Melihat suku Mamasa sejenak secara geografis, komunitas susku mamasa
bertempat tinggal pada pegunungan di bagian Barat Toraja. Lebih
spesifik pada letaknya, suku mamasa terletak di Kabupaten Mamasa yang
adalah salah satu daerah Tingkat II Provinsi Sulawesi Barat Indonesia.
Ibu kota Kabupaten ini terletak di kota Mamasa sekitar 340 km dari
kota Makasar. Kabupaten Mamasa awalnya hanya terdiri dari 4 kecamatan,
yakni kecamatan Mamasa, Mambi, Sumarorong dan Pana', namun sekarang
telah berkembang menjadi 17 kecamatan dan 178 kelurahan/desa.
Suku Mamasa merupakan bagian dari suku Toraja. Secara adat-istiadat
dan budaya, berkerabat dengan suku Toraja, selain itu bahasa Mamasa
tidak jauh berbeda dengan bahasa Toraja. Oleh karena itu suku Mamasa
ini sering disebut suku Toraja Mamasa. Tetapi meskipun orang Mamasa
mengaku berdarah Toraja, tetapi mereka cenderung lebih suka menyebut
diri mereka sebagai suku To Mamasa. Selain itu masyarakat Mamasa tidak
memiliki upacara adat sebanyak upacara adat di Toraja.
BAB II
KONDISI UMUM MASYARAKAT MAMASA
A. Sumber Daya Alam
kabupaten Mamasa menyimpan sumber daya alam yang sangat potensial.
▬▬▬▬▬▬
→ **TUGAS YANG DIBERIKAN A**:
Mohon tentukan apakah setiap pernyataan berikut sesuai dengan teks tentang suku Mamasa, lalu jawab ya atau tidak dengan mengutip kata-kata teks yang menjadi penentunya. (i) Ibu kota Kabupaten Mamasa berjarak sekitar 340 km dari kota Makasar. (ii) Saat ini Kabupaten Mamasa hanya terdiri dari 4 kecamatan. (iii) Upacara adat masyarakat Mamasa lebih banyak daripada upacara adat di Toraja.

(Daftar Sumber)
▬▬▬▬▬▬
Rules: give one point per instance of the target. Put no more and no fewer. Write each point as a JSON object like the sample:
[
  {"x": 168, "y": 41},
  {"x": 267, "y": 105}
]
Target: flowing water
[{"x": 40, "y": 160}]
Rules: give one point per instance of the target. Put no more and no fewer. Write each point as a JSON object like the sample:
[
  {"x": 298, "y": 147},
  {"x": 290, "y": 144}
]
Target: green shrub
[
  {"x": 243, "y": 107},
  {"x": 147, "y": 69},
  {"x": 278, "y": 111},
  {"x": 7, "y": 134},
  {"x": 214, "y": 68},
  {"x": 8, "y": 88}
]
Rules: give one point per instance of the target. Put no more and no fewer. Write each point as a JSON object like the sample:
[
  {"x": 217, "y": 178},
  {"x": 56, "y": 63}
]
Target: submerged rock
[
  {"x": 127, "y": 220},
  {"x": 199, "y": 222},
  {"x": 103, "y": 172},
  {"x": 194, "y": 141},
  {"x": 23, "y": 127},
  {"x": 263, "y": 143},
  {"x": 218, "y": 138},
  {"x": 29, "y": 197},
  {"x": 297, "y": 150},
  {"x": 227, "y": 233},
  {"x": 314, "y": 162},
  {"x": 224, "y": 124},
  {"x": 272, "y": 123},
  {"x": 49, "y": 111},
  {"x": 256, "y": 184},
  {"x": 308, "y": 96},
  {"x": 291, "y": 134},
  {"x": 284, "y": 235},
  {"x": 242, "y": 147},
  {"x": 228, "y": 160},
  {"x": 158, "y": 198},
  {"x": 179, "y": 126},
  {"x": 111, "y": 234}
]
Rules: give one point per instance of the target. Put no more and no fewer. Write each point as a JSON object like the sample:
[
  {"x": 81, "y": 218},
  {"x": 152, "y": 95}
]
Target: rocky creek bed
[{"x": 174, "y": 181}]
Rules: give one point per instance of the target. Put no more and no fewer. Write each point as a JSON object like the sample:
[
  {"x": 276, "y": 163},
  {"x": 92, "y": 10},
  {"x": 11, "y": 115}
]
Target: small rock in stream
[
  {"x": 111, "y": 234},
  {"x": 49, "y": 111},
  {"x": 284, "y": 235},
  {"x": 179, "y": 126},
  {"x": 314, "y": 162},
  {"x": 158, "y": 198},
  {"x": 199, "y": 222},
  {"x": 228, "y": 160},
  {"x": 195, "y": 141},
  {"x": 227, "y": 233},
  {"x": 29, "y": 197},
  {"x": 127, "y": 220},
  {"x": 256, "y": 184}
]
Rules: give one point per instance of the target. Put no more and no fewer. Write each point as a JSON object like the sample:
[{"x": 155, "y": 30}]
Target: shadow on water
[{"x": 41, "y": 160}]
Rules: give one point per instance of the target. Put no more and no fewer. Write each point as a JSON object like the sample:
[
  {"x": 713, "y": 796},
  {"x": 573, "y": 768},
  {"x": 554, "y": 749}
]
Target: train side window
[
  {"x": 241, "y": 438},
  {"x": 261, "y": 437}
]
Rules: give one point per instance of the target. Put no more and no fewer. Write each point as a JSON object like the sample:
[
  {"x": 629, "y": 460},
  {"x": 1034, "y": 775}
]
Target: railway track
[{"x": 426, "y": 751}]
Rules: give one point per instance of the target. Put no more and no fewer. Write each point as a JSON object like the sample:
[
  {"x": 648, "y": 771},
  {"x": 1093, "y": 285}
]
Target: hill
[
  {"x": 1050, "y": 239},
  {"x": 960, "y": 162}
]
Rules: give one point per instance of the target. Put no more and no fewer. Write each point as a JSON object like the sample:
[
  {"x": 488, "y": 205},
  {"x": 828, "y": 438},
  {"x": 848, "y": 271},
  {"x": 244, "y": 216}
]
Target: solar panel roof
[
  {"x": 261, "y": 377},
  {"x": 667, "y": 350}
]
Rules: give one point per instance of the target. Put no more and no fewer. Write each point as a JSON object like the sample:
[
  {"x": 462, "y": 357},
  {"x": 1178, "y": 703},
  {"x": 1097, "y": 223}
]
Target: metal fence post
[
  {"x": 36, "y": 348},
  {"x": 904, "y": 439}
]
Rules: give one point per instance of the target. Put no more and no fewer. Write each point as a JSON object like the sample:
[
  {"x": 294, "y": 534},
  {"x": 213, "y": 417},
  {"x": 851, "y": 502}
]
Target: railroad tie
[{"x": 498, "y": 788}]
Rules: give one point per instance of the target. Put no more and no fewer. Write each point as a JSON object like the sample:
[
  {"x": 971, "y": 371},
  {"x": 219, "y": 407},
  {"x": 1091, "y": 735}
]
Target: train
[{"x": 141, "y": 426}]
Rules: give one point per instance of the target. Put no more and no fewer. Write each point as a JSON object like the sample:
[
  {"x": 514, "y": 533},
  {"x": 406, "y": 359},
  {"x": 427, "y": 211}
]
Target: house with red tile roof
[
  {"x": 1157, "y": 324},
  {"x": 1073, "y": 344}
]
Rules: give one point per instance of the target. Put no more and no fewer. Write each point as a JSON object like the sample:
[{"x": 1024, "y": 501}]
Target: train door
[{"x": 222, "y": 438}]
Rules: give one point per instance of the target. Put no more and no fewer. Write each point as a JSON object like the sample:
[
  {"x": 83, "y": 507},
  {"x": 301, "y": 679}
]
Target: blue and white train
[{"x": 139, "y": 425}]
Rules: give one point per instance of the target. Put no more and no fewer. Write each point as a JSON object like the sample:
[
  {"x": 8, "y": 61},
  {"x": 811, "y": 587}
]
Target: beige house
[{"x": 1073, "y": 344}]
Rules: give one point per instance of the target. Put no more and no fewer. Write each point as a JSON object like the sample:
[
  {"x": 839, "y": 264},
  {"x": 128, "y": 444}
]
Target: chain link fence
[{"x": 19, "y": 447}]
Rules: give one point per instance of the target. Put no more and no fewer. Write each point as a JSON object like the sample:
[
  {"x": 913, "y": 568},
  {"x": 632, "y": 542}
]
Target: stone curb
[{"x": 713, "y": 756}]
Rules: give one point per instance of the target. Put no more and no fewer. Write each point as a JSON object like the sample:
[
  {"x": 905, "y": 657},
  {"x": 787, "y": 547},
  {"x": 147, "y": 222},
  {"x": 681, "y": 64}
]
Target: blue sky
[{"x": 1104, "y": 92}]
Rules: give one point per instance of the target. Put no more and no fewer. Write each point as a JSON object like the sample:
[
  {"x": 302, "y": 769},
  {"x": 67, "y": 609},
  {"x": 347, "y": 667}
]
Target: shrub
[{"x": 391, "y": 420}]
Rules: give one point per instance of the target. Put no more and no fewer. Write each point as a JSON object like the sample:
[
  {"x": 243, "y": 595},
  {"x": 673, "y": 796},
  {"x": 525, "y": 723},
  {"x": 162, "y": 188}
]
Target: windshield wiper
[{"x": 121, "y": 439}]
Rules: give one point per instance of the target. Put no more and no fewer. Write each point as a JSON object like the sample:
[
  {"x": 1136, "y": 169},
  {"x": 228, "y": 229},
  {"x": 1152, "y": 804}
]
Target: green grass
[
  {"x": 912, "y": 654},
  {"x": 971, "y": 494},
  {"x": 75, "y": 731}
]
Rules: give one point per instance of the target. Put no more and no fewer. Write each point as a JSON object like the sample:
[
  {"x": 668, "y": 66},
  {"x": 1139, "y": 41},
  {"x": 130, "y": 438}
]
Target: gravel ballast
▬▬▬▬▬▬
→ **TUGAS YANG DIBERIKAN B**:
Ambil setiap baris dari daftar di atas yang memuat kata "green". Perbedaan huruf besar dan kecil diperhitungkan.

→ **KELUARAN LENGKAP A**:
(i) Ya: "Ibu kota Kabupaten ini terletak di kota Mamasa sekitar 340 km dari kota Makasar."
(ii) Tidak: "namun sekarang telah berkembang menjadi 17 kecamatan dan 178 kelurahan/desa."
(iii) Tidak: "masyarakat Mamasa tidak memiliki upacara adat sebanyak upacara adat di Toraja."

→ **KELUARAN LENGKAP B**:
Target: green shrub
Target: green grass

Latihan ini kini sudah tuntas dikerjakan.